### Supplied passage
= = = = =

And gee. I’ve already got all that right here at home…
*tink: the process of ‘undoing’ stitches one by one – ‘knit’ spelled backward and possibly the biggest PITA** in the knitting world
** Pain In The Ass***
***Which here means ‘rear end’ rather than ‘donkey’****
****Human rear end, not a donkey’s*****
***** Although what the heck difference it really makes is beyond me; I imagine that a pain in a donkey’s behind would be worse than a pain in a human behind simply because of the size difference. I mean serious – a donkey has a lot
more behind to have a pain in than the average human…
3 comments:
I can't imagine trying to create that shawl - no way. nope. I'm sure that you will get it done but you will have to work those last 23 rows in the miniscule interstices of your life where you actually get some quiet. The good news is that a shawl like the will look lovely on you at any age - even if you are 50 before you get it done (I mean that in the nicest possible way!)

= = = = =

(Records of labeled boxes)
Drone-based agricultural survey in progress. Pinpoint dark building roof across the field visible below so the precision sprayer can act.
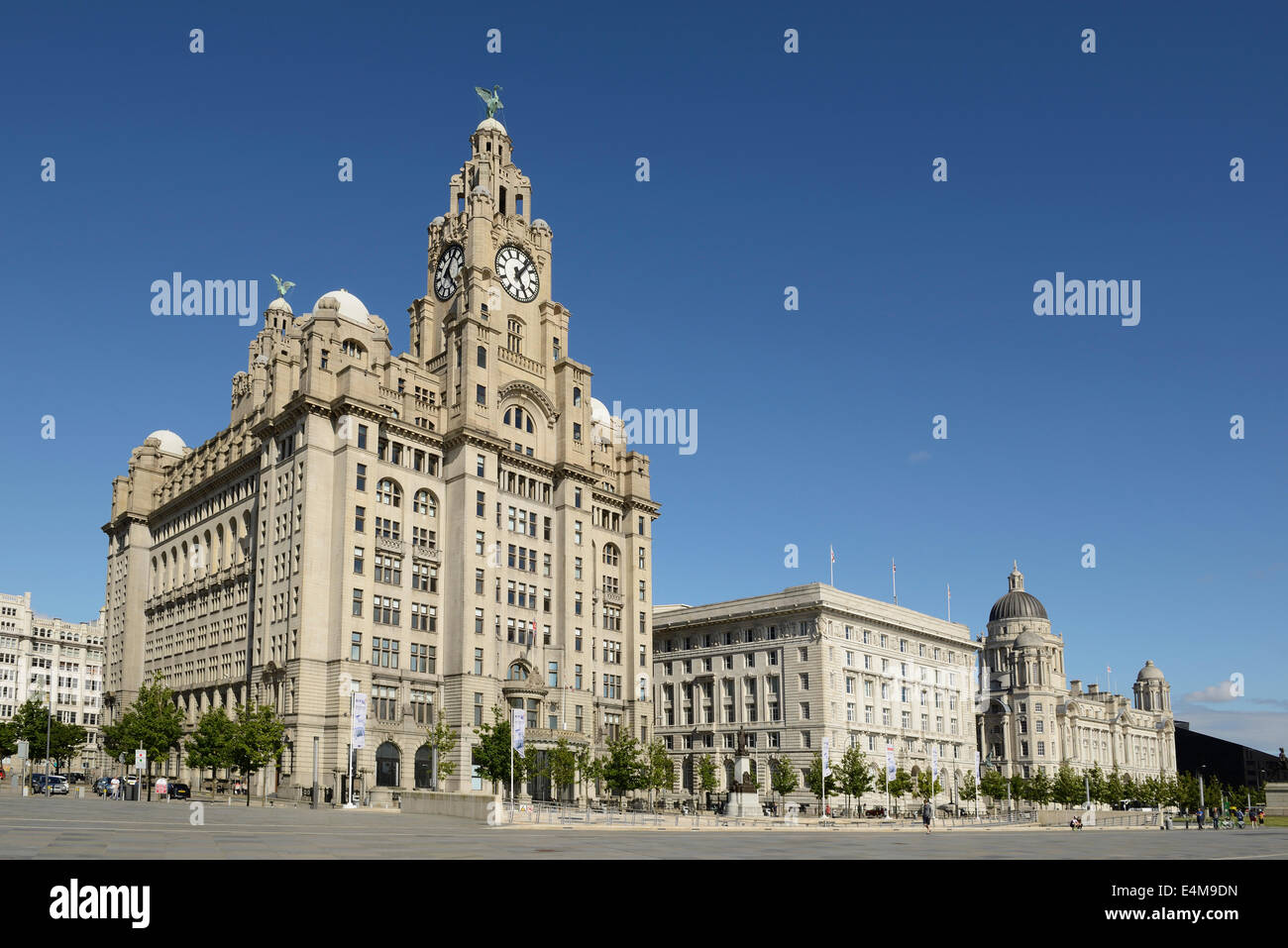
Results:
[1176,721,1279,787]
[988,591,1047,622]
[988,563,1047,622]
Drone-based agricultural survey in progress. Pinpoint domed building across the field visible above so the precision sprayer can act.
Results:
[103,107,660,802]
[976,563,1176,780]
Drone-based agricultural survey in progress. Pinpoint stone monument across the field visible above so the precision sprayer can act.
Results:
[725,728,764,816]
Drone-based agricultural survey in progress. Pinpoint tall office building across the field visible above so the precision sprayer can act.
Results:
[979,565,1176,780]
[103,112,658,793]
[0,592,104,771]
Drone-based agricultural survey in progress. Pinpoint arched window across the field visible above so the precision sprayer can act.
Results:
[413,745,434,790]
[376,477,402,507]
[411,490,438,516]
[376,741,402,787]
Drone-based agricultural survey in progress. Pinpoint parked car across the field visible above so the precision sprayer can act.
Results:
[31,774,68,794]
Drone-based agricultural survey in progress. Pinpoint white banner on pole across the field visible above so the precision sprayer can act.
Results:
[353,691,368,751]
[510,707,528,754]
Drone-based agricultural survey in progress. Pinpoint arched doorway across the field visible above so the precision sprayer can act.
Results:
[376,741,402,787]
[415,745,434,790]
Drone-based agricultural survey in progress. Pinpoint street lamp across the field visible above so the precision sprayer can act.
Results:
[36,691,54,798]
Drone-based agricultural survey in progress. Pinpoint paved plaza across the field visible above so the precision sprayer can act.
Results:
[0,796,1288,859]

= = = = =

### Exercise requirements
- 1) In the knitting blog excerpt, what does "tink" mean?
- 2) Carry on writing the knitting blog excerpt from the point where it stops.
None of these rows are needed for the work here.

### Task responses
- 1) It is the process of undoing stitches one by one, and it is "knit" spelled backward.

- 2)
Por favore - your black background makes your blog impossible for me to read. I have to highlight the whole thing. I'm sure it is my monitor (right - couldn't be my eyeballs!) but still.....
Huh - that's weird. The background looks navy blue to me.
Black or navy, it's still hard to read!
Another option regarding the shawl: save it for when the nest is empty.